You are acting as counsel for HIGH QUALITY CLOTHES (HQC), an English chain of retail stores selling men’s clothing in the high to middle level of price and quality. Their market is aimed at the professional man who needs to portray a modern and sophisticated image for both formal and casual wear. Their buyers are constantly watching fashion trends and they are therefore sourcing suppliers that can meet their target market. One supplier has been with them for a long time and has always been reliable insofar as the execution of their transaction and the quality of their merchandise are concerned. This supplier is a Chinese company called MEN’S SUITS MANUFACTURING COMPANY (MSM). HQC has been purchasing men’s clothing from MSM on a regular basis for the last 10 years.
The facts of the dispute are as follows:
On 5 May 2013, HQC sent an order for 5000 woollen men’s suits and 8000 cotton-blend shirts. The order specified model numbers and sizes and said that the order was placed on the usual terms and conditions that had prevailed in the previous contracts between them and MSM. The suits were ordered for the 2013/14 winter season.
MSM replied on 10 May 2013 by letter which included a conformation form. The conformation form verified the quantity, model numbers and shipping date no later than 15 June 2013 (to ensure timely arrival in London for the winter season), all of which conformed to the order placed by HQC. The price of £130 per unit CIF Southampton (Incoterms 2010) for the suits and £20 per unit for the shirts conformed to the price list issued by MSM on the 1st of May 2013. On all previous occasions the parties have contracted on the basis of a choice-of-law clause indicating the United Nations Convention on Contracts for the International Sale of Goods (CISG) as the governing law of the contract.
The container arrived in Southampton on 20 August 2013 and after some delay at customs arrived at the warehouse of HQC on 31 August 2013. The goods were due to go on display in all stores nationwide by 1 October 2013. When the container was opened in Cape Town, on 2 September 2013, HQC’s manager found 5000 suits manufactured from a wool-blend fabric. He immediately faxed the manager of MSM to enquire about the situation and was informed by return of fax that they were unable to deliver 5000 woollen suits for the agreed unit price of £130 per unit due to a general shortage of wool internationally, causing the price of such suits to raise remarkably. The total amount due for the suits still amounts to £650 000, which is the same price that was agreed upon. HQC replied by pointing out that MSM should have informed them sooner of the situation since they are now without winter stock in respect of pure wool men’s suits. They also informed MSM that their clientele expect them to stock only the best and most natural materials and that they will lose valuable customers if they cannot provide in the demand.

(Actions to take):
1. According to the case scenario above, on what date did the container arrive in Southampton?
2. Copy the passage of the case scenario word for word, starting at "MSM replied on" and ending at "of the contract.".

(Raw records):
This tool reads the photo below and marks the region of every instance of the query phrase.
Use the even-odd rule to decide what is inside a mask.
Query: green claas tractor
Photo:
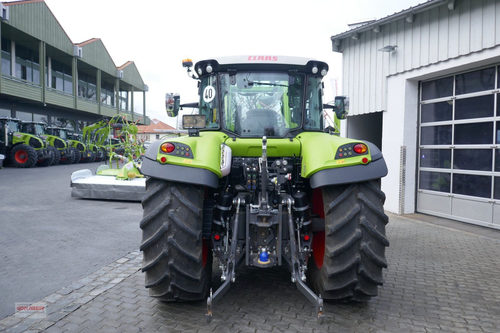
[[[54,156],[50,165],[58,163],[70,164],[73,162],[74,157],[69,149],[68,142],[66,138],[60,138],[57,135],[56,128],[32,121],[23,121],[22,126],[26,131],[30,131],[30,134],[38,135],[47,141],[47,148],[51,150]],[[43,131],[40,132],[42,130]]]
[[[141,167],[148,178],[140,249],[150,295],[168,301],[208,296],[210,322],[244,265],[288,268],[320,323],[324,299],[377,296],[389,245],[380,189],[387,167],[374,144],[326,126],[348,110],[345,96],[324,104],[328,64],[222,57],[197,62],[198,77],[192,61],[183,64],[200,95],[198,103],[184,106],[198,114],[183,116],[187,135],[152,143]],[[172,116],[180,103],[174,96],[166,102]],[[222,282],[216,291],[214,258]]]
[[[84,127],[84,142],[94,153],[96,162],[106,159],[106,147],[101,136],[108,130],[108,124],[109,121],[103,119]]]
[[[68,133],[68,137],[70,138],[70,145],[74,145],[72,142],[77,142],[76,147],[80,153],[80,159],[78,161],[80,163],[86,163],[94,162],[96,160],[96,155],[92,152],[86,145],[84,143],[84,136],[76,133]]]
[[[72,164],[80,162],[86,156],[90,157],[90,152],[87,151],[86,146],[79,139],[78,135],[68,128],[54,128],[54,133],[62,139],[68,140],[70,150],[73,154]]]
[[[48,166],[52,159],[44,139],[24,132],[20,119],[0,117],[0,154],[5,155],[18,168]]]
--
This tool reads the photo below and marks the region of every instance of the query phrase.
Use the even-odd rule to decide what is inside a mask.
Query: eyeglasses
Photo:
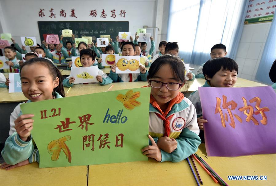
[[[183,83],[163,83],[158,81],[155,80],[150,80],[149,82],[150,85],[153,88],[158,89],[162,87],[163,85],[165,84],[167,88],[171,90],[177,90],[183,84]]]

(Answer list):
1. 20 August 2013

2.
MSM replied on 10 May 2013 by letter which included a conformation form. The conformation form verified the quantity, model numbers and shipping date no later than 15 June 2013 (to ensure timely arrival in London for the winter season), all of which conformed to the order placed by HQC. The price of £130 per unit CIF Southampton (Incoterms 2010) for the suits and £20 per unit for the shirts conformed to the price list issued by MSM on the 1st of May 2013. On all previous occasions the parties have contracted on the basis of a choice-of-law clause indicating the United Nations Convention on Contracts for the International Sale of Goods (CISG) as the governing law of the contract.